* BEGIN Data rows *

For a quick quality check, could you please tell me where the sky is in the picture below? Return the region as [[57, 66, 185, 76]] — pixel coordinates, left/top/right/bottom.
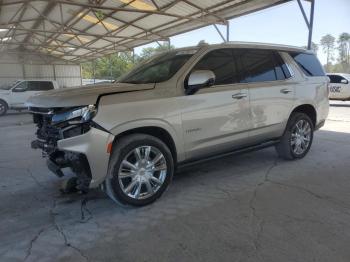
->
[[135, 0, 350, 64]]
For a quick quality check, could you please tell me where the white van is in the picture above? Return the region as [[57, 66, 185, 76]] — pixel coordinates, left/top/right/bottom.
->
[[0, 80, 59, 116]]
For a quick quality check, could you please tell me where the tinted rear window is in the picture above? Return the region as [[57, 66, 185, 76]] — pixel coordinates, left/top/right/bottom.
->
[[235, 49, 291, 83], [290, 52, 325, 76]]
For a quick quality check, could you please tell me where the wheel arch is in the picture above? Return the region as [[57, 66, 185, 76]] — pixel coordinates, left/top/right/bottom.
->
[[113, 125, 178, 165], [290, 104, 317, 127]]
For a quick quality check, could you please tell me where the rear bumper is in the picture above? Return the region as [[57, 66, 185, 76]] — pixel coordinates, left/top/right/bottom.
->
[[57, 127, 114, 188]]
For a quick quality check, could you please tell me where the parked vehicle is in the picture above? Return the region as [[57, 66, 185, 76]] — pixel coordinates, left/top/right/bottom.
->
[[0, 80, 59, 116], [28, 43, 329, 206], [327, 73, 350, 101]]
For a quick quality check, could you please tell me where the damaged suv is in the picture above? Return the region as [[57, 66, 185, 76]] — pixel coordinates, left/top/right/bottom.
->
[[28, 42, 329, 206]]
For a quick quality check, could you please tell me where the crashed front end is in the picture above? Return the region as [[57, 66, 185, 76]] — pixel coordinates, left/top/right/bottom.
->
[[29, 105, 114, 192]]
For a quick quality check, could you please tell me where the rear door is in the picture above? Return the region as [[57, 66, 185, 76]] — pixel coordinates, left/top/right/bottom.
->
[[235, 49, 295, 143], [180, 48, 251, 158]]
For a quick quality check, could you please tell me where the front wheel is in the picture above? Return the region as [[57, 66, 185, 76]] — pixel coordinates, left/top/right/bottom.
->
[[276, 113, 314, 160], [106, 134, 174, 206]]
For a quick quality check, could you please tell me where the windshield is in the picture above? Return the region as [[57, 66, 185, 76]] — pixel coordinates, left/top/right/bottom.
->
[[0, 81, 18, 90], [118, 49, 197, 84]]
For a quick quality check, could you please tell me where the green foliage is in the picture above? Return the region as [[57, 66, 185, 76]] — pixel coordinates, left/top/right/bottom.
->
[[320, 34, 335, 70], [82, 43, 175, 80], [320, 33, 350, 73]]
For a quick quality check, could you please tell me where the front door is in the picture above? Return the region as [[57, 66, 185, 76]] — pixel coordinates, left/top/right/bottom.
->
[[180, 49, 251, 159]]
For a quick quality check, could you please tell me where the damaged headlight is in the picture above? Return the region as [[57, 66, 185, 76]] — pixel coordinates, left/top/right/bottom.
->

* END Data rows *

Problem details: Please copy every line above word for word, leaving out the picture.

Result of this exercise:
For a quick quality check, could you please tell me where the sky is in the picture below? Return the region as [[57, 66, 185, 76]] — pixel coordinates, left/top/right/bottom.
->
[[135, 0, 350, 64]]
For a quick quality check, could you please tell me where the white van is in the picture above? Return the region as [[57, 66, 185, 76]] — pixel coordinates, left/top/right/bottom.
->
[[0, 80, 59, 116]]
For a quick quality check, could you please tell me where the tinted rear window is in the picture above? Return the region as [[57, 66, 185, 76]] — pixel coordinates, left/top/right/bottom.
->
[[235, 49, 291, 83], [290, 52, 325, 76]]
For a quick quality check, could you please tell me where the wheel arch is in the picture above? Return the region as [[57, 66, 185, 76]] — pixel coordinates, left/top/right/bottom.
->
[[113, 125, 178, 165], [290, 104, 317, 127]]
For a quick quality check, could you please tell me where the rear bumper is in the picture above? Return the region as [[57, 66, 185, 76]] — pixel coordinates, left/top/right/bottom.
->
[[57, 127, 114, 188]]
For a quick quality check, could you please tell me where the parked vehicle is in the picture above? Return the region as [[57, 66, 185, 76]] — pixel coordinates, left/top/right/bottom.
->
[[0, 80, 59, 116], [28, 43, 329, 206], [327, 73, 350, 101]]
For a quick quality check, could you please tell me where the damaged suv is in the picture above? Return the region as [[57, 66, 185, 76]] — pixel coordinates, left/top/right/bottom.
->
[[28, 42, 329, 206]]
For a quick quality check, could you please tell me where the crashed front end is in the picture above? Return the region as [[57, 66, 185, 76]] — pixel coordinates, left/top/right/bottom.
->
[[29, 105, 114, 192]]
For a quick quality check, could you please tell me where the rear door is in the picture above? Return the region as [[57, 66, 185, 76]] — pixel coordinates, left/top/right/bottom.
->
[[235, 49, 295, 143], [180, 48, 251, 158]]
For a quick quality check, could you please tell me where the front wheel is in the picture above? Return the region as [[57, 66, 185, 76]] — pixel coordinates, left/top/right/bottom.
->
[[276, 113, 314, 160], [106, 134, 174, 206]]
For a quick quality check, could you please tell me where the windshield is in the picture above? Return the region as [[57, 66, 185, 76]] — pixel coordinates, left/top/right/bottom.
->
[[0, 81, 18, 90], [118, 49, 197, 84]]
For a quick quality check, could you please tell me where the green foliage is in the picture above? Return the region as [[57, 66, 185, 76]] — pixel coordinates, left/top/right/bottom.
->
[[320, 34, 335, 70], [82, 43, 175, 80], [320, 33, 350, 73]]
For a quick quality check, could you please tell me where the front door is in the picture above? Return the region as [[57, 66, 185, 76]] — pixel coordinates, left/top/right/bottom.
->
[[180, 49, 251, 159]]
For a quick quality check, could you please tell me where the damaged headlight is in the picture above? Return the region as [[57, 66, 185, 76]] — pixel coordinates, left/top/right/bottom.
->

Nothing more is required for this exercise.